■ EXERCISE: Every line below is to be quoted exactly, with nothing added or dropped.

§

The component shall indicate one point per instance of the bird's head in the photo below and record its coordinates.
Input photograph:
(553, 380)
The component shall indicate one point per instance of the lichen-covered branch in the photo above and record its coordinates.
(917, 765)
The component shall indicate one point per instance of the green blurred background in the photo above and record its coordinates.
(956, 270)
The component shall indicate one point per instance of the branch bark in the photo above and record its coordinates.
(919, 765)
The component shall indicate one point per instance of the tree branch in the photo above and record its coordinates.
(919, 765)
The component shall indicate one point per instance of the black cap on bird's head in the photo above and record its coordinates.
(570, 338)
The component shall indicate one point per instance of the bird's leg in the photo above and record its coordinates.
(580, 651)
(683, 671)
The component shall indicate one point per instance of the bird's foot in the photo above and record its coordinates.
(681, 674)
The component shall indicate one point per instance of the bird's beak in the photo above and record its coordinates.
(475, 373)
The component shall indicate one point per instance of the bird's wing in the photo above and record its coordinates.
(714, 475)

§

■ REPLY TO THE EXERCISE:
The component shall indicate one point per instance of the bird's head in the photo below and record its coordinates.
Input photograph:
(553, 380)
The component shall indicate one point per instance of the lichen-covered branch in the photo above and record its coordinates.
(917, 765)
The component shall indicate one point per instance of the green blurred background in the photo above and record its coordinates.
(956, 270)
The component shall indicate one point per instance of the branch bark in the photo above and record its coordinates.
(919, 765)
The component shall indicate one point per instance of the tree branch in the photo above and record its coordinates.
(919, 765)
The component shall indicate one point per instance of the black cap on bird's head in the photo above and record its coordinates.
(570, 338)
The component shall indicate one point per instance of the bird's leg in the photo above and record its coordinates.
(580, 651)
(683, 671)
The component shall indicate one point per instance of the bird's foot in the photo above and record its coordinates.
(681, 674)
The component shall indicate one point per instance of the bird's beak in the photo above and record its coordinates.
(475, 373)
The component shall indicate one point per instance of the bird's wing in the photo above and record its coordinates.
(714, 475)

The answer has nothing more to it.